Provided entries

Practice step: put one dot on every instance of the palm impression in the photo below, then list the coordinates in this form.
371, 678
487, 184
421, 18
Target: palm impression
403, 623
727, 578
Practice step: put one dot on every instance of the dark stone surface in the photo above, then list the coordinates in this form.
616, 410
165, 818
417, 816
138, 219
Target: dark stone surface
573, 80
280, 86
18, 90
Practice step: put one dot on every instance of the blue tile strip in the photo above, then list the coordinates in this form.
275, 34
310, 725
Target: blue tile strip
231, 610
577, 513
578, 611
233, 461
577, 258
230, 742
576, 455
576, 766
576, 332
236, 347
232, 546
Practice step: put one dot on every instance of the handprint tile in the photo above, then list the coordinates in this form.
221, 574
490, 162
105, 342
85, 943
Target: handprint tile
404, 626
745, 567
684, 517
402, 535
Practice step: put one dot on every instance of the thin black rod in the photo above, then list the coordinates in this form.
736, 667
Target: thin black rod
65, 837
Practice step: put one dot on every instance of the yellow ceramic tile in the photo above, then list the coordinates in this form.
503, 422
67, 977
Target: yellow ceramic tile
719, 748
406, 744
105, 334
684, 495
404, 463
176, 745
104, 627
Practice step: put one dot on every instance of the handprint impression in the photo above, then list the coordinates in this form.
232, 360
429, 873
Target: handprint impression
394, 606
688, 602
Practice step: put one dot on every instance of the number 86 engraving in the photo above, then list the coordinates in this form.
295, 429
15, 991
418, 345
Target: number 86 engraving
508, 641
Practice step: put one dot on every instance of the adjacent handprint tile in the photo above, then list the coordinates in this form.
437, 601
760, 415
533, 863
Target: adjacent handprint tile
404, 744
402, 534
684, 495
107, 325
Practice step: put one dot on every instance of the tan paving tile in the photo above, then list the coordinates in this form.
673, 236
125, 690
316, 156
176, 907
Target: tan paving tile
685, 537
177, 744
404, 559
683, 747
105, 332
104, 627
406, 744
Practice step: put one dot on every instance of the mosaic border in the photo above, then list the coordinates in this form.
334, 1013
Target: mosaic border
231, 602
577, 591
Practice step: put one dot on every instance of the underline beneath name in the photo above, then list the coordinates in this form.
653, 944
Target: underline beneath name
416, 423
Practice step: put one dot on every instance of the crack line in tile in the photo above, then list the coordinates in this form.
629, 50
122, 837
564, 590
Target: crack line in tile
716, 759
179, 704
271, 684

Short problem
Write the listing out again, exactly as it reads.

In response
Practice step: put one dot on every instance of the palm impression in the photo below, then list the coordinates in this form.
371, 678
487, 184
421, 18
Target: palm impression
403, 623
727, 578
Practice step: put one dot on every instance of the dark stone surface in the photo above, then list the coordinates in this form.
616, 410
165, 818
417, 816
138, 219
Target: dark stone surface
573, 80
280, 86
18, 90
Practice step: put one dot on every instance of the blue tile strip in the photo above, then list the coordinates in this form.
275, 34
310, 725
Target: blue tile strip
231, 610
577, 513
578, 611
233, 461
577, 258
230, 742
576, 455
576, 766
576, 332
236, 347
232, 546
Practice step: put one dot on every instance of the handprint tile in the photo above, then list the coordinates in this form.
221, 574
490, 162
105, 342
85, 943
Target: handprint tile
404, 626
745, 567
684, 517
402, 535
Practice step: put one dot on every instance of the thin black rod in the photo above, then list the coordinates in this form.
736, 667
Target: thin black rod
65, 837
Practice step: put one dot on every instance of the yellow ceramic tile in the photo above, then list the coordinates in this form.
503, 422
67, 977
Target: yellow ceramic tile
719, 748
406, 744
105, 334
684, 495
404, 463
176, 745
104, 627
Practice step: put one dot on every instance of the handprint impression in the photo above, then list the coordinates in this form.
232, 360
429, 873
Target: handprint impression
394, 606
688, 602
Practice step: put one dot on every instance of the number 86 engraving in the photo above, then list the coordinates in this form.
295, 429
15, 991
418, 345
Target: number 86 engraving
508, 641
Practice step: put one dot on every instance of the adjacent handprint tile in the photo above, then list the coordinates in this form.
437, 601
760, 415
533, 863
Target: adjacent handprint tile
404, 744
402, 534
684, 495
107, 325
Practice step: put one dot on every instance of the tan paving tile in the photo above, then list the coordinates in this form.
673, 236
125, 690
316, 156
176, 907
Target: tan paving tile
685, 537
177, 744
404, 559
683, 747
105, 332
104, 627
406, 744
Practice step: put one dot on every instance of the mosaic border in the photo above, then list the coordinates in this form.
334, 1013
Target: mosaic border
231, 602
577, 591
Practice step: put one dot on every instance of the underline beneath name in the photo above, then list the coordinates in this form.
653, 944
Target: underline beneath name
416, 423
Practice step: put one dot on every instance of the crack line in tile in the photo above, then list the coordinates in this form.
629, 50
122, 837
564, 590
Target: crack line in tile
716, 759
179, 704
271, 684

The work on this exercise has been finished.